#### Selected text
========================

- There is a lot more europium (Eu, #63) on the moon than there is on earth. So what? Scientists believe this means that the earth and the moon did not form in the same way.
- Phosphorus (P, #15) comes in two forms. Red phosphorus doesn't react; it is stable. White phosphorus, on the other hand, bursts into flame in air. Match heads contain red phosphorus. When you light a match, you provide enough energy to turn the red form into the white form, which catches fire immediately.
- Helium (He, #2) was first detected on the sun. It was some time before scientists realized that it existed on earth, too. Helium is usually found trapped under the ground along with natural gas.
- The red color on your television or computer monitor comes from compounds of yttrium (Y, #39).
- Wilhelm Roentgen (1845-1923) discovered X-rays. Roentgenium (Rg, #111) was named in his honor, even though he didn't have anything to do with its discovery.

========================

#### Available data
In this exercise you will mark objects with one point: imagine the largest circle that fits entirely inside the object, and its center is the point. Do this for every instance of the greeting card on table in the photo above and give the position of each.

========================

#### Exercise tasks
1. Write out the passage on chemical elements word for word, from "- The red color" to "with its discovery.".
2. Add what comes next in the passage of chemical element facts, picking up after its final sentence.

#### Answers to the problems
1.
- The red color on your television or computer monitor comes from compounds of yttrium (Y, #39).
- Wilhelm Roentgen (1845-1923) discovered X-rays. Roentgenium (Rg, #111) was named in his honor, even though he didn't have anything to do with its discovery.

2.
- The metal tantalum (Ta, #73) is used to make artificial joints, such as hips and knees.
- Protactinium (Pa, #91) has been used to study the way in which oceans and other bodies of water changed after the last Ice Age.
- Astatine (At, #85) is the rarest element that occurs in nature. There is only about one ounce of it on the entire earth!
- A compound of cerium (Ce, #58) is used to treat people who have been badly burned.
- Poor Element #105! It took a long time for scientists to decide what to call it. Usually, the discoverers of an element name it. But in this case, Russian and American scientists had created it at almost the same time in the 1960's, and it was hard to say who was actually first. Scientists argued about names for #105 and several other elements for over 30 years before deciding that #105 would be called dubnium (Db), after the Russian city where the scientists who discovered it worked.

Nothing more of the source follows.